* [WHAT THE TASK REQUIRES] Copy out the entries that follow, unchanged.

* [GIVEN DATA]
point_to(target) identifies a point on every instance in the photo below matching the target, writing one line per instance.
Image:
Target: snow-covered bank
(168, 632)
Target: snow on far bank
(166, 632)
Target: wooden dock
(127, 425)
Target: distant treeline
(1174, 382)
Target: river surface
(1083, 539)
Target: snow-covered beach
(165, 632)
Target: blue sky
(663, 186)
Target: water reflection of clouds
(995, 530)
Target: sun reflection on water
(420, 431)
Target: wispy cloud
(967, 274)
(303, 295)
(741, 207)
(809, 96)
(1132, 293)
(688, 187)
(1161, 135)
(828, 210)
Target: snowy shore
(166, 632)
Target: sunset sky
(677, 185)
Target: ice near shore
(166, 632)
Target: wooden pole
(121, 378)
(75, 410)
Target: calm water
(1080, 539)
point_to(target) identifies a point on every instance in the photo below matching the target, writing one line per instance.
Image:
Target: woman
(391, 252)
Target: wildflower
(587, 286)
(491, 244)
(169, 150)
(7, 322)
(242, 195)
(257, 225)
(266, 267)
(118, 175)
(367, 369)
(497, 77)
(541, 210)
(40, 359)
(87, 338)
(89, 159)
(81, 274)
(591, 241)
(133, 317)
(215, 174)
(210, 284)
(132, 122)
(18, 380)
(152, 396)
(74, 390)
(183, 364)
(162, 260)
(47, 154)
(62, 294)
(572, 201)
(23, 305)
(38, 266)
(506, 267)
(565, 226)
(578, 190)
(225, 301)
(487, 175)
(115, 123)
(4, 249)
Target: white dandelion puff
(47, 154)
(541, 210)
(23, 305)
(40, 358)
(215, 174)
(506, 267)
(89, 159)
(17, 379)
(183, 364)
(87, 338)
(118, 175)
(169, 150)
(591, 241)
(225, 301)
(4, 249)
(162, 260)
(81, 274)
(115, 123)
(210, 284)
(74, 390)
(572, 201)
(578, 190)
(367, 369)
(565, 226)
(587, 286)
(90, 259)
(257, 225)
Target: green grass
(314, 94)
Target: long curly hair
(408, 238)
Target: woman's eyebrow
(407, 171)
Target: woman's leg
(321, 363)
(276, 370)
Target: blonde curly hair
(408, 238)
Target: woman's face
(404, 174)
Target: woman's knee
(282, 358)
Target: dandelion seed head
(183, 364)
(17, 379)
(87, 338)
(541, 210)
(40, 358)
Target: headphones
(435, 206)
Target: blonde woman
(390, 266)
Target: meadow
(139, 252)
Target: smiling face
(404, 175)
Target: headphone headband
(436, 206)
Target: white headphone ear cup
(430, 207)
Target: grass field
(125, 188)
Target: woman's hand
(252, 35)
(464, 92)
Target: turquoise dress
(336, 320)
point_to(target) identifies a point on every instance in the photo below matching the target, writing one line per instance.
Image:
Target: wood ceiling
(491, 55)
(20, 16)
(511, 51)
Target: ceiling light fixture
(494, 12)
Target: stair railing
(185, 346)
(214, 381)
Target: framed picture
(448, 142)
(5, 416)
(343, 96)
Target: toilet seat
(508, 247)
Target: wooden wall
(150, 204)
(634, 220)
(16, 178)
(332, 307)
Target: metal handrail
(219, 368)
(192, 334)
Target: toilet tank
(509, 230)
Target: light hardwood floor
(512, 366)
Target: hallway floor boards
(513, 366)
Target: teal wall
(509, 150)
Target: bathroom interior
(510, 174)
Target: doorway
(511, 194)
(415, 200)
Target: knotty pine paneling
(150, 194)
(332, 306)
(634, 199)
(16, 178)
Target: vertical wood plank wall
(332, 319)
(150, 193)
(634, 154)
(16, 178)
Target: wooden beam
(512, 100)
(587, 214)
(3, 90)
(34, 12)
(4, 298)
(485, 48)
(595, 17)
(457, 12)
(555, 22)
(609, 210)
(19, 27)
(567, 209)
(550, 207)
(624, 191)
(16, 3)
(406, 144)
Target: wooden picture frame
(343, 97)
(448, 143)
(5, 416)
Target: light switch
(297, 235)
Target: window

* [THE COMPLETED TASK]
point_to(target) identifies a point on every instance in the photo below matching the target, writing one line per instance.
Image:
Target: snow-covered bank
(168, 632)
Target: snow on far bank
(166, 632)
Target: wooden dock
(127, 425)
Target: distant treeline
(1174, 382)
Target: river surface
(1083, 539)
Target: snow-covered beach
(165, 632)
Target: blue sky
(663, 186)
Target: water reflection of clouds
(995, 530)
Target: sun reflection on water
(420, 431)
Target: wispy cloud
(967, 274)
(303, 295)
(741, 207)
(809, 96)
(1132, 293)
(688, 187)
(1161, 135)
(828, 210)
Target: snowy shore
(166, 632)
Target: sunset sky
(677, 185)
Target: ice near shore
(166, 632)
Target: wooden pole
(121, 378)
(75, 410)
Target: calm water
(1080, 539)
point_to(target) identifies a point on every instance in the photo below matching the target, writing one line per instance.
Image:
Target: woman
(391, 252)
Target: wildflower
(587, 286)
(491, 244)
(169, 150)
(7, 322)
(242, 195)
(257, 225)
(266, 267)
(118, 175)
(367, 369)
(497, 77)
(541, 210)
(40, 359)
(87, 338)
(89, 159)
(81, 274)
(591, 241)
(133, 317)
(215, 174)
(210, 284)
(132, 122)
(18, 380)
(152, 396)
(74, 390)
(183, 364)
(162, 260)
(47, 154)
(62, 294)
(572, 201)
(23, 305)
(38, 266)
(506, 267)
(565, 226)
(578, 190)
(225, 301)
(487, 175)
(115, 123)
(4, 249)
Target: white dandelion puff
(47, 154)
(541, 210)
(23, 305)
(40, 358)
(215, 174)
(506, 267)
(89, 159)
(17, 379)
(183, 364)
(87, 338)
(118, 175)
(169, 150)
(591, 241)
(225, 301)
(4, 249)
(162, 260)
(81, 274)
(115, 123)
(210, 284)
(74, 390)
(572, 201)
(578, 190)
(367, 369)
(565, 226)
(587, 286)
(90, 259)
(257, 225)
Target: green grass
(314, 94)
Target: long curly hair
(408, 238)
Target: woman's eyebrow
(407, 171)
Target: woman's leg
(321, 363)
(276, 370)
Target: blonde curly hair
(408, 238)
Target: woman's face
(404, 174)
Target: woman's knee
(282, 358)
Target: dandelion seed head
(183, 364)
(17, 379)
(87, 338)
(541, 210)
(40, 358)
Target: headphones
(435, 206)
Target: blonde woman
(390, 266)
Target: meadow
(139, 252)
Target: smiling face
(404, 175)
Target: headphone headband
(436, 206)
Target: white headphone ear cup
(430, 207)
Target: grass field
(125, 188)
Target: woman's hand
(252, 35)
(464, 92)
Target: turquoise dress
(336, 320)
point_to(target) identifies a point on every instance in the photo below matching the target, writing one line per instance.
Image:
Target: wood ceiling
(491, 55)
(20, 16)
(511, 51)
Target: ceiling light fixture
(494, 12)
Target: stair railing
(185, 346)
(214, 381)
Target: framed picture
(448, 142)
(5, 416)
(343, 96)
Target: toilet seat
(508, 247)
Target: wooden wall
(150, 204)
(634, 220)
(16, 178)
(332, 307)
Target: metal handrail
(219, 368)
(192, 334)
Target: toilet tank
(509, 230)
Target: light hardwood floor
(512, 366)
Target: hallway floor boards
(513, 366)
Target: teal wall
(509, 150)
Target: bathroom interior
(510, 174)
Target: doorway
(511, 194)
(415, 200)
Target: knotty pine paneling
(150, 194)
(332, 306)
(634, 199)
(16, 178)
Target: vertical wood plank wall
(332, 319)
(150, 193)
(634, 154)
(16, 178)
Target: wooden beam
(512, 100)
(587, 214)
(3, 90)
(34, 12)
(4, 298)
(485, 48)
(595, 17)
(457, 12)
(555, 22)
(609, 210)
(19, 27)
(567, 209)
(550, 207)
(624, 191)
(16, 3)
(406, 144)
Target: wooden picture frame
(343, 97)
(448, 143)
(5, 416)
Target: light switch
(297, 235)
Target: window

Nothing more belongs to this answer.